Stated problem:
In the list of 1970 events in Irish television below, rewrite the passage that begins with "- 21 March –" and ends with "and Sports Magazine.", putting "The Hague" in place of "Amsterdam".

Selected text:
◇ ◇ ◇
= 1970 in Irish television =

The following is a list of events relating to television in Ireland from 1970.

==Events==

- 21 March – Ireland wins the Eurovision Song Contest, held in Amsterdam, for the first time with "All Kinds of Everything", sung by Dana.
- May – Finnish Television airs a four-hour broadcast of RTÉ programmes titled Ireland Tonight. The broadcast includes King of the Road, a film of the life of a Tipperary roadworker, the children's series Wanderly Wagon, Guests of the Nation, a dramatisation of Frank O'Connor's short story; Ballad Sheet, July the Mad Month, a film on the political and religious situation in Northern Ireland, and Sports Magazine.
- 6 May – RTÉ broadcasts seven hours of news coverage on the dismissal of cabinet members by the Taoiseach.
◇ ◇ ◇
Data section:
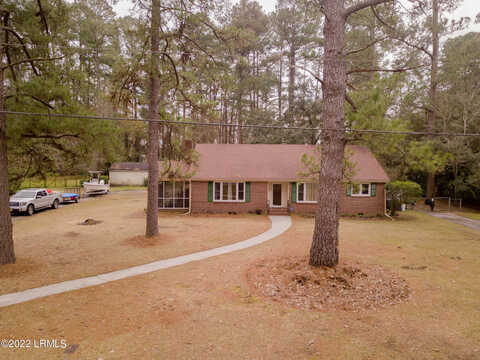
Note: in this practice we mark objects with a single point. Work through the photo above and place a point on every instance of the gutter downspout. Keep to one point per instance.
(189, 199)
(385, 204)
◇ ◇ ◇
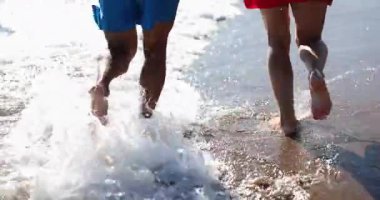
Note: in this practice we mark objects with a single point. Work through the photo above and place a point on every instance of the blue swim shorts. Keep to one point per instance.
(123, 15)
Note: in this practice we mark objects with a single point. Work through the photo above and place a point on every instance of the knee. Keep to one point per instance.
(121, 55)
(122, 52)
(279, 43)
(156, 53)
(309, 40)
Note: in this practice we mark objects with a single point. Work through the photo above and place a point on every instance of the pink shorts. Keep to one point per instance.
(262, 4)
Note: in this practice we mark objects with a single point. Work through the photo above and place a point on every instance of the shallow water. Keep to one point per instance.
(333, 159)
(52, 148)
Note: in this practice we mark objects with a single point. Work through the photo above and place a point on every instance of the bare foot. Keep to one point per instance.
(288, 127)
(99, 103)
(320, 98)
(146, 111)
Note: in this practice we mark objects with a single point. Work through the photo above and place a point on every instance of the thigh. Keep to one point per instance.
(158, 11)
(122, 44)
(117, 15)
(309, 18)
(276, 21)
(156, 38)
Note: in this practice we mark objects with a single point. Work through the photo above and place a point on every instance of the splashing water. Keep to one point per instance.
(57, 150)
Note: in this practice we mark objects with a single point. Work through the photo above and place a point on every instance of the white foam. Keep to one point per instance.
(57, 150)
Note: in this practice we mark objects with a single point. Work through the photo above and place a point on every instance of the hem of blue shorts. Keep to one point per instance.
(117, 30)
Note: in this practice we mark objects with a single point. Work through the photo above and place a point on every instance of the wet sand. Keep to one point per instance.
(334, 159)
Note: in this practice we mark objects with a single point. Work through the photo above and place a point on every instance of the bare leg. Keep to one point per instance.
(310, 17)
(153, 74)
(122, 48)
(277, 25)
◇ ◇ ◇
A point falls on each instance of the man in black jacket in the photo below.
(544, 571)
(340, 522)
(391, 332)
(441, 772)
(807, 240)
◇ ◇ ◇
Reply:
- 21 March – Ireland wins the Eurovision Song Contest, held in The Hague, for the first time with "All Kinds of Everything", sung by Dana.
- May – Finnish Television airs a four-hour broadcast of RTÉ programmes titled Ireland Tonight. The broadcast includes King of the Road, a film of the life of a Tipperary roadworker, the children's series Wanderly Wagon, Guests of the Nation, a dramatisation of Frank O'Connor's short story; Ballad Sheet, July the Mad Month, a film on the political and religious situation in Northern Ireland, and Sports Magazine.